— begin —
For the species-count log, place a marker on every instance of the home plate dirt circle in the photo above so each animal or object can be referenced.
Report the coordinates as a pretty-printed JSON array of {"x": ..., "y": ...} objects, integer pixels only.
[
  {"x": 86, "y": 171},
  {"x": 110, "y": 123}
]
— end —
Your task is to reproduce all of the records exactly.

For the species-count log, place a marker on every instance of the home plate dirt circle in the photo above so each animal or object can be referenced.
Report the coordinates as a pretty-printed JSON array of {"x": ..., "y": ...} objects, integer pixels only.
[
  {"x": 86, "y": 171},
  {"x": 110, "y": 123}
]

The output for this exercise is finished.